Copy every one of the records below word for word, leaving each line unchanged.
:::::
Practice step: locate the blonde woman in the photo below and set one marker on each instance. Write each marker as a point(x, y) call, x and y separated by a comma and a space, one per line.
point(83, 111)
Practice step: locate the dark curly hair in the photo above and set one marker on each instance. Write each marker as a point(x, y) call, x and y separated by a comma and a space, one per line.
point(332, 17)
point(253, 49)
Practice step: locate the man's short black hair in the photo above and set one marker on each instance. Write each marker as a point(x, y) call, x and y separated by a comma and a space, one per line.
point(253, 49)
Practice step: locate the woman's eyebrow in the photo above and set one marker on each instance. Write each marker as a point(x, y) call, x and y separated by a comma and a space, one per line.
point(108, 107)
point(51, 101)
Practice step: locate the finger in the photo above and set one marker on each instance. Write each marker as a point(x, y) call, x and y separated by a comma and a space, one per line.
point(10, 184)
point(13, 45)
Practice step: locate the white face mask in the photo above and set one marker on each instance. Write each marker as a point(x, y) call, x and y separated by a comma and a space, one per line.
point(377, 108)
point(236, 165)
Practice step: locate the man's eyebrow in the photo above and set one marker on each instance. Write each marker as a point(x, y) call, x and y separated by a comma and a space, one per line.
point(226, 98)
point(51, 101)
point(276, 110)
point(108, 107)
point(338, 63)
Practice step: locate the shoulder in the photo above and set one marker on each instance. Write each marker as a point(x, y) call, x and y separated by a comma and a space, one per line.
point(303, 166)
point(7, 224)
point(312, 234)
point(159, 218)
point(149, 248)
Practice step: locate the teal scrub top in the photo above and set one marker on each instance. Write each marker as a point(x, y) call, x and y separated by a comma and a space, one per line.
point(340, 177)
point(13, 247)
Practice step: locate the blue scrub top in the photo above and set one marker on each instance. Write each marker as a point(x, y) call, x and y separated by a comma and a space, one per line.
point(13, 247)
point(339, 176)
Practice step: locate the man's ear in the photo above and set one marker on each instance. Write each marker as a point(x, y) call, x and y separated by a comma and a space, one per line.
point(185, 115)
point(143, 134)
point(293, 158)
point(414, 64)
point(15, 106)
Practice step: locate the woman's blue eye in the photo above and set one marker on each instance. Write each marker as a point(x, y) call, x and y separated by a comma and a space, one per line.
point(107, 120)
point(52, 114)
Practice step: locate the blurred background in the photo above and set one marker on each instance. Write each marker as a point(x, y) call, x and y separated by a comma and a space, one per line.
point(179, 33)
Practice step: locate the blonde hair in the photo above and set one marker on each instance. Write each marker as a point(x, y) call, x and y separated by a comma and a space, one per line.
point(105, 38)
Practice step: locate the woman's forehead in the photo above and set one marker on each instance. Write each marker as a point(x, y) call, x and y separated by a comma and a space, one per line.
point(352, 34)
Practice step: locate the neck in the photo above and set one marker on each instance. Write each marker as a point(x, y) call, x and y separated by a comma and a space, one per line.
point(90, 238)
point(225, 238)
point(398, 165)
:::::
Response to this exercise |
Practice step: locate the blonde woman in the photo below and set one marker on each instance. Write each marker as a point(x, y) call, x and y separated by a comma and a space, one per line.
point(83, 111)
Practice step: locate the dark curly hair in the photo above and set one marker on each instance. Write each marker as a point(x, y) call, x and y separated by a comma and a space, one per line.
point(332, 17)
point(253, 49)
Practice step: locate the man's short black hair in the photo above and set one marker on each instance. Write each marker as a point(x, y) call, x and y separated by a comma and a space, one per line.
point(253, 49)
Practice step: locate the woman's eyebrow in the photo above and set one marker on each instance. Write each marker as a point(x, y) call, x and y separated by a comma and a space, one per line.
point(108, 107)
point(51, 101)
Practice step: locate the finger in the photo above and set one marker on each instance. Write each marker as a point(x, y) call, x and y separated by a comma and a space, one per line.
point(10, 184)
point(13, 45)
Practice step: locate the white face mask in the photo above and set one marker on each instance. Write each marker as a point(x, y) call, x and y separated by a comma and a space, one per line.
point(377, 108)
point(236, 165)
Practice step: locate the man's eyebrow in the photo above and set one marker on each instance. Write each marker as a point(x, y) call, x and y separated by a comma and a space, one per line.
point(226, 98)
point(51, 101)
point(276, 110)
point(108, 107)
point(338, 63)
Practice step: locate the shoulder in the photo above and set one marker on each instance. Write each marker as a point(x, y) call, x and y separated by a comma and a space, one per line.
point(303, 166)
point(7, 224)
point(312, 234)
point(159, 218)
point(149, 248)
Practice step: locate the teal scrub top in the photo above and set one marker on each instance. Write each marker as a point(x, y) call, x and y separated by a comma and a space, one per line.
point(340, 177)
point(13, 247)
Practice step: locate the blue scrub top in the photo above and set one marker on each instance. Write each marker as a point(x, y) call, x and y separated by a comma and a space, one per line.
point(13, 247)
point(339, 176)
Practice step: locate the man's ear in the photo above and set one marker on each instance. Write each marker as a point(x, y) call, x and y separated by a comma and a space, one per line.
point(185, 115)
point(143, 134)
point(293, 158)
point(414, 64)
point(15, 106)
Practice step: locate the woman's blue eye in the photo above and set one marker on each instance. Write each marker as a point(x, y) call, x and y separated by a comma and a space, one per line.
point(107, 120)
point(52, 114)
Practice step: locate the blurred background in the photo above and set one marker on each instance. Write each marker as a point(x, y) call, x and y separated by a comma and a space, one per line.
point(179, 33)
Practice step: locate the blonde hair in the photo above and set one marker on each instance. Write each marker as a point(x, y) call, x and y separated by a comma and a space, one per line.
point(105, 38)
Practice step: locate the woman's forehead in the photo above and set one marker on each instance. Write each marker as a point(x, y) call, x and y separated by a comma and a space, one per line.
point(352, 34)
Practice step: locate the neck in the photo above and set one marker on each instance. Write each marker as a point(x, y) call, x and y separated by a comma and a space, one per line.
point(90, 238)
point(225, 238)
point(398, 165)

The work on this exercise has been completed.